TAREAS DEL EJERCICIO
A. ¿Qué palacios se nombran en el fragmento sobre doña Isabel y don Carlos?
B. Extrae sin cambios del fragmento sobre doña Isabel y don Carlos el pasaje que empieza con "Aquellas relaciones terminaron" y sigue hasta "Palacio de Castilla.".

TEXTO FUENTE
● ● ●

Espero sólo una palabra tuya diciéndome qué día y en qué punto de la frontera debo encontrarme y acudiré sin falta a la cita».
La respuesta, como es natural, fué satisfactoria. Don Carlos le fijó la fecha en que la esperaría por la parte de Vera el escuadrón de su Guardia Real a caballo, mandado por el Marqués de Vallecerrato, para darle escolta hasta su Cuartel Real. No hay para qué decir que aquel aparente rasgo de españolismo fué una gran habilidad de la Reina desterrada, la cual tuvo buen cuidado que, fingiendo una indiscreción, se mandaran copias de su carta y de la de don Carlos a don Alfonso y a Cánovas, lo cual produjo en Madrid el efecto de una bomba explosiva. Fácil es de imaginar el terror que causó a la corte la amenaza de aquel escándalo, la presencia en el campo carlista de la madre del Rey usurpador reconociendo la soberanía del que la disputaba el trono con las armas en la mano, y habitando bajo su techo. Inmediatamente se la mandó una estafeta diciendo que podía salir sin pérdida de tiempo para España y, después de saludar a su hijo en Madrid proseguir para Sevilla, donde se alojaría en el palacio de San Telmo; de suerte que el que levantó el destierro de la madre de Alfonso XII fué realmente no su hijo, sino Carlos VII.
Aquellas relaciones terminaron por de pronto con una carta cariñosísima de doña Isabel a su augusto sobrino dándole gracias por su generoso ofrecimiento y explicándole las razones por qué no podía aceptarlo. Así quedaron las cosas hasta que el año 1877, al regresar don Carlos de la guerra turcorrusa, se encontró en París con su tía, que ya habitaba entonces el regio Palacio Basilewsky, cuyo nombre cambió por el de Palacio de Castilla.
Apenas supo el regreso de Bulgaria de su sobrino le hizo saber su deseo de avistarse con él, preguntándole qué día podía recibirla en su hotel de la calle Pompe de Passy.

● ● ●

LÍNEAS
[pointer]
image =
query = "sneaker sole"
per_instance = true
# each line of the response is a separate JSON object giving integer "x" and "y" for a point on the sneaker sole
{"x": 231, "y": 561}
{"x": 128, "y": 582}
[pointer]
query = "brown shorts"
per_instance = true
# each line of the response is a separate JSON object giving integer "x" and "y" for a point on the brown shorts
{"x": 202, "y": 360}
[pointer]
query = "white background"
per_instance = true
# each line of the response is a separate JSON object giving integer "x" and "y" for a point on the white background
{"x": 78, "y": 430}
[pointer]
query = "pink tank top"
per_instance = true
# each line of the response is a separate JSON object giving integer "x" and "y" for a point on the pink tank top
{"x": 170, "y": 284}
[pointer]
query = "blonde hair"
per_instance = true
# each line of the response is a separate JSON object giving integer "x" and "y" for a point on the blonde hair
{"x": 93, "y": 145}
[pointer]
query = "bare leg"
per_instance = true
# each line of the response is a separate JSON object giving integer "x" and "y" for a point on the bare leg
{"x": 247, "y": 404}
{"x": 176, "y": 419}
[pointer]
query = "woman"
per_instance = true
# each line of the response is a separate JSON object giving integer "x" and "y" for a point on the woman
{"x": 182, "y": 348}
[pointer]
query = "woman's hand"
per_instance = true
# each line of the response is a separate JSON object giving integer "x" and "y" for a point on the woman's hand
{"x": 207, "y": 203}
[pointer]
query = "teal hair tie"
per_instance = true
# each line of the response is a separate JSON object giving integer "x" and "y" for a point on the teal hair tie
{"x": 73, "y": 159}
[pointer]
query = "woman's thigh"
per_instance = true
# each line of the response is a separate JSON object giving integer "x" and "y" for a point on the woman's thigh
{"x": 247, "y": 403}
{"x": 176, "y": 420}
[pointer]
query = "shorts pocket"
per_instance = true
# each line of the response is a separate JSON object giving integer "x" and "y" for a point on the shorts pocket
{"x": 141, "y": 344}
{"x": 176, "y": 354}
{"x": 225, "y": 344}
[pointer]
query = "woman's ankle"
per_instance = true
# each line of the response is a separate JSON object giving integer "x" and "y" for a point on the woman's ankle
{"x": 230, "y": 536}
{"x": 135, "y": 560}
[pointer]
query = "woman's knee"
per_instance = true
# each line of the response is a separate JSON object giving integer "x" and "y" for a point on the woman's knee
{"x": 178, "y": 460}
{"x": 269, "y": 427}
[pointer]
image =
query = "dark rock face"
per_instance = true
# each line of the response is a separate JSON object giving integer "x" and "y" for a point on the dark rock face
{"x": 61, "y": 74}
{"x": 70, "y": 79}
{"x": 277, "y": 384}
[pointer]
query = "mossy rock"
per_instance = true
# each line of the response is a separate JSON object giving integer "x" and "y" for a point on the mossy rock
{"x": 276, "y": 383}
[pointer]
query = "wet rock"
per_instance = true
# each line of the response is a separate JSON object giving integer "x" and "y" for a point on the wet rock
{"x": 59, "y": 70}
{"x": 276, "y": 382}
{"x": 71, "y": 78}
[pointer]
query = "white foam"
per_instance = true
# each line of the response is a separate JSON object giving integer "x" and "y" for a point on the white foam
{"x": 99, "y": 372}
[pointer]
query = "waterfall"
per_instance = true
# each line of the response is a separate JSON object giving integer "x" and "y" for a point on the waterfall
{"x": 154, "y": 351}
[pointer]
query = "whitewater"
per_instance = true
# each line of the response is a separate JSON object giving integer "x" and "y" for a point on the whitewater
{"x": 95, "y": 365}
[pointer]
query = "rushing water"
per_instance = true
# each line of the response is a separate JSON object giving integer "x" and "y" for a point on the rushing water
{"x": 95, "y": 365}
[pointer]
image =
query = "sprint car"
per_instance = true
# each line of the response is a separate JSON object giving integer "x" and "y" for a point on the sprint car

● ● ●

RESPUESTAS DEL EJERCICIO
A.
- Palacio de San Telmo
- Palacio Basilewsky
- Palacio de Castilla

B.
Aquellas relaciones terminaron por de pronto con una carta cariñosísima de doña Isabel a su augusto sobrino dándole gracias por su generoso ofrecimiento y explicándole las razones por qué no podía aceptarlo. Así quedaron las cosas hasta que el año 1877, al regresar don Carlos de la guerra turcorrusa, se encontró en París con su tía, que ya habitaba entonces el regio Palacio Basilewsky, cuyo nombre cambió por el de Palacio de Castilla.